• _Things to do_
(1) Reproduce word for word the portion of the web crawler example starting with "This example demonstrates" and going on through "before moving on.".
(2) Translate this sentence from the web crawler example into Spanish: "The queue is based on asyncio to enable concurrent blocking waits/timeouts."

• _Passage_
• • •

Distributed Web Crawler Example With Actors

This example demonstrates how to make a simplistic distributed web crawler with Monarch actors including:

• Creating a singleton QueueActor

• Providing that QueueActor to multiple CrawlActors

• Having CrawlActors add/remove items from the QueueActor as they crawl

• Retrieving results and cleaning up

The queue is based on asyncio to enable concurrent blocking waits/timeouts. An auxiliary set is also used to avoid duplicates and it does not need to be thread-safe because in Monarch each actor handles its messages sequentially, finishing one before moving on.

"""
Import libraries and set tuneable configuration values.
"""

• • •

• _Entries provided_
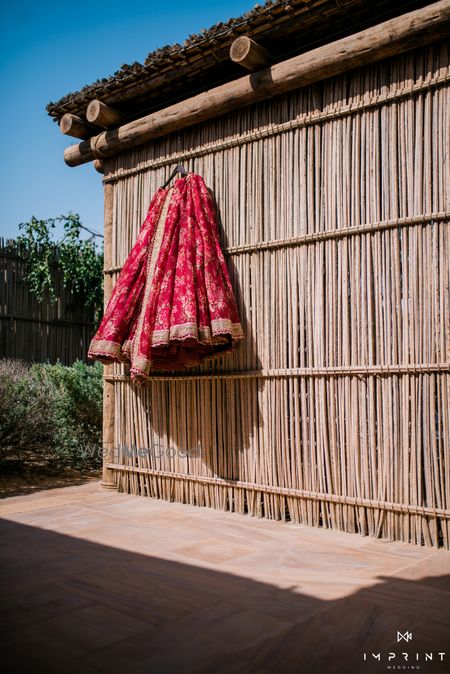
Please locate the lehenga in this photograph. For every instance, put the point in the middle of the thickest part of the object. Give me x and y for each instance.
(173, 305)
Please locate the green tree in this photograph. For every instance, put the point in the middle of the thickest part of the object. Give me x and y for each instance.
(78, 260)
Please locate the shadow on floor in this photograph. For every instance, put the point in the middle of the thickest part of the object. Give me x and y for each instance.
(74, 606)
(18, 484)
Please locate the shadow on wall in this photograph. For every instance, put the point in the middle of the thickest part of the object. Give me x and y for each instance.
(73, 606)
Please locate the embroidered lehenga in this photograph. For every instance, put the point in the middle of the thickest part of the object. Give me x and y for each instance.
(173, 305)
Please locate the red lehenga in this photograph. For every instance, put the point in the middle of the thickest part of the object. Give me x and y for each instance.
(173, 305)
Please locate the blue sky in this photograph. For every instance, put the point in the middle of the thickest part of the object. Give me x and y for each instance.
(49, 49)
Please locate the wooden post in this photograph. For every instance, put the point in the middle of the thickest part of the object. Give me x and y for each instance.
(99, 165)
(103, 115)
(249, 54)
(395, 36)
(108, 386)
(71, 125)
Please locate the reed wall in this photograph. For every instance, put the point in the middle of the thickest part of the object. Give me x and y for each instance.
(335, 211)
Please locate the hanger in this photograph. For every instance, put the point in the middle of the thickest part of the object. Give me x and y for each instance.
(178, 169)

• • •

• _Results of the tasks_
(1)
This example demonstrates how to make a simplistic distributed web crawler with Monarch actors including:

• Creating a singleton QueueActor

• Providing that QueueActor to multiple CrawlActors

• Having CrawlActors add/remove items from the QueueActor as they crawl

• Retrieving results and cleaning up

The queue is based on asyncio to enable concurrent blocking waits/timeouts. An auxiliary set is also used to avoid duplicates and it does not need to be thread-safe because in Monarch each actor handles its messages sequentially, finishing one before moving on.

(2) La cola está basada en asyncio para permitir esperas/tiempos de espera bloqueantes concurrentes.